The problem ▸ Locate each line in the records below that contains the string "foliage", matching case exactly, and copy those lines.
BEGIN Exercise input
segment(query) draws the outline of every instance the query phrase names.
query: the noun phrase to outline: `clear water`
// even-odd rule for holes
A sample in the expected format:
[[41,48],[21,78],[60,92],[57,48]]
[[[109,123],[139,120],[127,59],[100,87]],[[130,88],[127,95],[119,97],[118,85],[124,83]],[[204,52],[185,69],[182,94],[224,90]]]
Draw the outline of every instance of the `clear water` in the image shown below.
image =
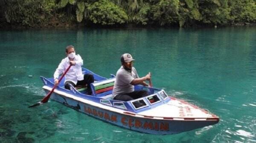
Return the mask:
[[[209,109],[214,126],[178,134],[138,133],[50,101],[52,76],[73,45],[84,67],[105,77],[129,53],[140,76],[170,95]],[[0,143],[256,143],[256,27],[203,29],[0,31]]]

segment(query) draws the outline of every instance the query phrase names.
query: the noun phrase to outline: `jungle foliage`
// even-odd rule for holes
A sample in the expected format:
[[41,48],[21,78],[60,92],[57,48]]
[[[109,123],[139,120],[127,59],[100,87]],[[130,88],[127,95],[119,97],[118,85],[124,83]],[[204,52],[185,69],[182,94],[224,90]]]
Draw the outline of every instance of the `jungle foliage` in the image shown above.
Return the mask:
[[256,23],[256,1],[0,0],[0,20],[32,27],[67,23],[180,27],[243,25]]

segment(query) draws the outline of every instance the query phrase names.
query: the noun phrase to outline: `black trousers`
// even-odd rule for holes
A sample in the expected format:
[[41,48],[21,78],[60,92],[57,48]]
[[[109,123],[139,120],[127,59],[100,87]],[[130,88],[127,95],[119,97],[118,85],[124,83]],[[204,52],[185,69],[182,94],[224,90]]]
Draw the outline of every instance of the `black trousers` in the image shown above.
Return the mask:
[[75,85],[75,84],[71,81],[66,81],[65,82],[65,88],[70,90],[70,87],[69,85],[69,84],[71,84],[74,87],[76,87],[79,85],[85,85],[87,84],[88,94],[90,95],[92,94],[92,90],[90,88],[90,84],[93,82],[94,82],[94,78],[93,77],[93,74],[91,73],[86,74],[84,75],[84,80],[77,81],[76,85]]
[[115,96],[114,100],[127,101],[147,96],[148,95],[148,93],[146,90],[137,90],[125,94],[118,95]]

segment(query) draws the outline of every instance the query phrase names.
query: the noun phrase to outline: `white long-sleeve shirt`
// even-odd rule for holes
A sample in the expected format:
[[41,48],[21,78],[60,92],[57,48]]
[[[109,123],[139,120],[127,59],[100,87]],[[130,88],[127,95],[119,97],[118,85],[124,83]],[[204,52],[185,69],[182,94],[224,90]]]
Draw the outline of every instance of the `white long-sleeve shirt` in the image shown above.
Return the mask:
[[[73,61],[76,62],[76,64],[72,66],[65,75],[65,82],[67,81],[71,81],[76,84],[77,81],[84,79],[81,68],[81,66],[83,64],[83,61],[79,55],[75,56]],[[70,64],[70,60],[68,57],[63,59],[54,72],[54,79],[58,78],[60,75],[63,73],[67,69]]]

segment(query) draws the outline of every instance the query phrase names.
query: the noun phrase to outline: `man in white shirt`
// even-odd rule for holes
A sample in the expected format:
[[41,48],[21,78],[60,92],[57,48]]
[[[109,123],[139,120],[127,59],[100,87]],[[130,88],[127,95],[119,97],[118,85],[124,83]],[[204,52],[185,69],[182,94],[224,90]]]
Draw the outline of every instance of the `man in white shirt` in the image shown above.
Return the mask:
[[62,59],[54,73],[55,84],[58,85],[58,76],[71,64],[72,66],[65,75],[65,88],[70,90],[70,84],[74,87],[87,84],[88,94],[91,95],[90,84],[94,81],[93,75],[90,73],[82,74],[81,66],[83,64],[83,61],[79,55],[76,55],[74,46],[70,45],[66,48],[66,55],[67,57]]
[[144,81],[150,80],[151,75],[148,73],[145,76],[140,78],[136,70],[133,67],[134,60],[131,55],[128,53],[121,57],[122,66],[116,72],[112,93],[114,100],[128,101],[148,95],[145,90],[134,91],[134,85],[148,86]]

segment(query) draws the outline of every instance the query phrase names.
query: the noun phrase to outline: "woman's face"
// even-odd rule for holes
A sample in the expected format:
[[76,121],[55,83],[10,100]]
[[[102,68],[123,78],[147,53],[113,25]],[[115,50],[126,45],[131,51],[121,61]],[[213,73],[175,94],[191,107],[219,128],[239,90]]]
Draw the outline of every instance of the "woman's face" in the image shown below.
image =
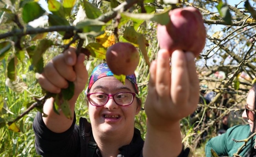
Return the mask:
[[[254,101],[254,91],[253,90],[250,90],[249,91],[249,93],[248,95],[247,96],[247,99],[246,100],[246,104],[247,104],[247,108],[249,108],[251,110],[253,110],[253,102]],[[249,117],[253,117],[253,114],[254,112],[254,111],[249,111],[248,113]],[[242,114],[242,117],[245,119],[246,119],[247,120],[247,122],[249,123],[250,126],[250,131],[252,131],[252,128],[253,127],[253,123],[254,121],[253,119],[252,119],[251,118],[248,118],[247,116],[247,114],[246,114],[246,111],[245,110],[244,111]]]
[[[90,93],[103,93],[114,94],[122,92],[135,93],[132,83],[125,80],[123,85],[114,77],[99,78],[93,84]],[[112,97],[102,106],[95,106],[89,102],[89,114],[93,130],[99,133],[124,133],[133,131],[134,119],[140,108],[136,98],[131,105],[120,106],[117,104]]]

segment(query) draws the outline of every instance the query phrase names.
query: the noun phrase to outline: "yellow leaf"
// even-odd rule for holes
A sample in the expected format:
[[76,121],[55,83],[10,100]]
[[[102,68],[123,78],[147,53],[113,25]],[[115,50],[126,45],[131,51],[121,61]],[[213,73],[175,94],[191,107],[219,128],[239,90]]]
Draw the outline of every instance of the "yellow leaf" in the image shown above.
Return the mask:
[[13,122],[9,126],[9,127],[8,127],[8,128],[11,130],[15,132],[20,132],[20,130],[18,128],[18,127],[16,124],[16,123],[15,122]]
[[96,42],[101,44],[105,47],[108,47],[116,42],[115,36],[113,34],[109,36],[107,35],[106,32],[96,38]]
[[212,37],[217,39],[219,39],[221,37],[222,37],[222,32],[221,31],[218,31],[214,33],[213,35],[212,35]]

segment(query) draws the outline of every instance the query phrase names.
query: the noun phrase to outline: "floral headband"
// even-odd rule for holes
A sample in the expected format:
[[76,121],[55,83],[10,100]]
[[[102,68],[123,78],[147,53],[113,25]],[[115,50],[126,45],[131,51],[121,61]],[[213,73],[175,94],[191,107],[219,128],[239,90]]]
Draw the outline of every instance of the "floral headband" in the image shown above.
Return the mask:
[[[114,76],[113,73],[110,70],[106,63],[101,64],[97,66],[92,71],[89,79],[89,85],[85,93],[86,95],[89,93],[93,84],[98,79],[106,76]],[[135,93],[138,94],[138,85],[136,82],[136,77],[135,74],[126,75],[126,78],[132,83],[135,89]]]

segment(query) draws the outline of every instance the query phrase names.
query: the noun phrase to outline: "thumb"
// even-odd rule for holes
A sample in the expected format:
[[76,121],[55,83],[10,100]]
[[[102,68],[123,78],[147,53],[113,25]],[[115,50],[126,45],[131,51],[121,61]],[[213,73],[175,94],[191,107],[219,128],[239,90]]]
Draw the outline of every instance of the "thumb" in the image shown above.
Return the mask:
[[77,56],[77,62],[74,66],[74,69],[76,73],[76,81],[79,83],[85,85],[88,79],[88,73],[83,62],[85,55],[80,53]]

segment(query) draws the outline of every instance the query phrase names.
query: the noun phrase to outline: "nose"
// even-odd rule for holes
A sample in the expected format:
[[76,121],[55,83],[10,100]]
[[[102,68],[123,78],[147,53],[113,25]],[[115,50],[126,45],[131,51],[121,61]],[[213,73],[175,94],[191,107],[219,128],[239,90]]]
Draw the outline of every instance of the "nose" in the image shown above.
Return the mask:
[[116,102],[114,100],[114,99],[112,97],[110,97],[109,100],[107,102],[107,104],[105,104],[104,107],[105,108],[109,109],[109,110],[112,110],[115,108],[116,108],[118,105],[116,103]]
[[243,118],[248,118],[248,117],[247,117],[247,115],[246,114],[246,111],[245,111],[245,110],[243,110],[243,113],[242,114],[242,117]]

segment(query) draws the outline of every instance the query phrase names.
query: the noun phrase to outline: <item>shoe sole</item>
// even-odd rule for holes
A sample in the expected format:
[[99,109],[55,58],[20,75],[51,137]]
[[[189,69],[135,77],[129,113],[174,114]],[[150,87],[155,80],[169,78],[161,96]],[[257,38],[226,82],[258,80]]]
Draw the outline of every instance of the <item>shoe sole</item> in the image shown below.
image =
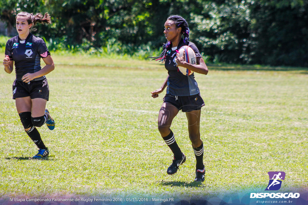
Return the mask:
[[173,175],[174,174],[175,174],[177,172],[177,170],[179,169],[179,168],[178,168],[179,167],[180,165],[181,165],[182,164],[183,164],[184,163],[184,162],[185,162],[186,161],[186,156],[185,156],[185,155],[184,155],[184,159],[183,160],[183,161],[182,161],[182,163],[181,163],[181,164],[180,164],[180,165],[179,165],[178,166],[178,169],[177,169],[176,170],[176,171],[174,173],[173,173],[172,174],[169,174],[169,173],[168,173],[168,171],[167,171],[167,174],[168,174],[168,175]]

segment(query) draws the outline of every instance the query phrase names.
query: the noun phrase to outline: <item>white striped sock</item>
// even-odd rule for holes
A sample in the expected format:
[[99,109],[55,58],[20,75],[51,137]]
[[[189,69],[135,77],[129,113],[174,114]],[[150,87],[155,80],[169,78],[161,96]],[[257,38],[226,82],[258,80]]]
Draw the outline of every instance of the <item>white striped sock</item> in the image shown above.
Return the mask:
[[167,145],[170,145],[174,142],[175,141],[175,138],[174,137],[174,135],[172,136],[172,137],[171,137],[169,140],[164,140],[166,144],[167,144]]
[[200,156],[203,153],[203,146],[202,146],[202,148],[200,149],[198,149],[198,150],[196,150],[195,149],[193,148],[193,152],[195,153],[195,154],[197,156]]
END Exercise input
Worked solution ▸
query: the noun phrase to outline: `jungle foliage`
Draw the outline of every instance of the `jungle foliage` in the image shown above.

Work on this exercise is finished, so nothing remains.